- [Problem details]: Transcribe the full listing word for word, leaving nothing out.

- [Entries provided]:
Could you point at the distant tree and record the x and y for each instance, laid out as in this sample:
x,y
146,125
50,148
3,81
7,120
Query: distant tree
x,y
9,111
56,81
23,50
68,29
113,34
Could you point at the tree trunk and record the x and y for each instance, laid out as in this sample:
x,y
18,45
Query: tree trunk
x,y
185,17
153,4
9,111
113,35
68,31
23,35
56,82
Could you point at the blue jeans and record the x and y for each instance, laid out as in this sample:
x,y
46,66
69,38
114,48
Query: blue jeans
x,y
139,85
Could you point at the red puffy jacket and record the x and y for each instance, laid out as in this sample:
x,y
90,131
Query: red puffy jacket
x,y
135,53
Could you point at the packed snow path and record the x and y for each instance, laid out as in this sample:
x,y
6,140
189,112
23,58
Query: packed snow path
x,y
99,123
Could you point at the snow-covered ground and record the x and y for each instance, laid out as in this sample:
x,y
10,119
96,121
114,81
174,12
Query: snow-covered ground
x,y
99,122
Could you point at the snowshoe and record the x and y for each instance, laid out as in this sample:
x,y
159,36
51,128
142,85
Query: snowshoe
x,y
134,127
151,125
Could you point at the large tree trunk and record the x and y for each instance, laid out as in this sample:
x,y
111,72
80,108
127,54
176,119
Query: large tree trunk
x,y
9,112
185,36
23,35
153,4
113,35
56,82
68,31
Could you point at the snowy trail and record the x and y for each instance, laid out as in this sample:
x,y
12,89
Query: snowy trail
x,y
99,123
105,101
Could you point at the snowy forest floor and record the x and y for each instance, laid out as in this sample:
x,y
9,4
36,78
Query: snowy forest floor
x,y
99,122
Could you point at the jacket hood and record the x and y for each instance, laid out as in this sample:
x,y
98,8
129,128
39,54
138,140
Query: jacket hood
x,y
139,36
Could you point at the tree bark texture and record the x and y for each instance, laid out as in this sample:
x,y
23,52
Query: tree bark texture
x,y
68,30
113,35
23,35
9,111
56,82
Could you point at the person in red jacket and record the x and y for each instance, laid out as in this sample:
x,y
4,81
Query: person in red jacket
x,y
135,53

- [Task result]:
Could you point at the distant tree and record the x and y for each instance, laid out as in this sample:
x,y
146,125
50,148
3,81
7,120
Query: distant tree
x,y
9,111
56,81
23,50
68,29
113,34
Could you point at the tree trunk and record the x and y for each instance, laid out as in this sample:
x,y
18,45
Query: tree trunk
x,y
185,17
153,4
9,111
113,35
68,31
23,35
56,82
Could you point at the blue jeans and record the x and y for each instance, laid out as in this sample:
x,y
46,66
69,38
114,48
Query: blue jeans
x,y
139,85
Could you point at the red puffy jacket and record the x and y for each instance, laid out as in this sample:
x,y
90,131
Query: red puffy jacket
x,y
135,53
Could you point at the packed snow path and record the x and y for each instance, laid out as in this sample:
x,y
6,140
189,112
23,58
Query: packed snow path
x,y
99,123
Could you point at the snow-covered ground and record the x and y for each instance, laid out as in this sample:
x,y
10,119
96,121
114,81
174,12
Query: snow-covered ground
x,y
99,122
Could you point at the snowshoe and record the x and y for each instance, laid out as in this sample:
x,y
159,36
51,128
142,85
Query: snowshoe
x,y
134,127
151,125
Could you point at the large tree trunk and record the x and y for each instance, laid out as in this sample:
x,y
111,72
80,108
127,54
176,119
Query: large tree trunk
x,y
9,112
185,36
23,35
153,4
113,35
56,82
68,31
Could you point at the snowy trail and record the x and y for each instance, laid out as in this sample:
x,y
12,89
Query: snowy trail
x,y
99,123
105,101
Could you point at the snowy forest floor and record the x and y for each instance, laid out as in this sample:
x,y
9,4
36,78
Query: snowy forest floor
x,y
99,122
Could you point at the jacket hood and record the x and y for each instance, laid out as in this sample:
x,y
98,8
129,128
39,54
138,140
Query: jacket hood
x,y
139,36
Could you point at the tree bark texture and record the x and y for each instance, laid out as in this sample:
x,y
23,52
Query: tree bark texture
x,y
68,30
113,35
23,35
9,111
56,82
Could you point at the person in red jacket and record the x and y for each instance, laid out as in this sample:
x,y
4,81
Query: person in red jacket
x,y
135,53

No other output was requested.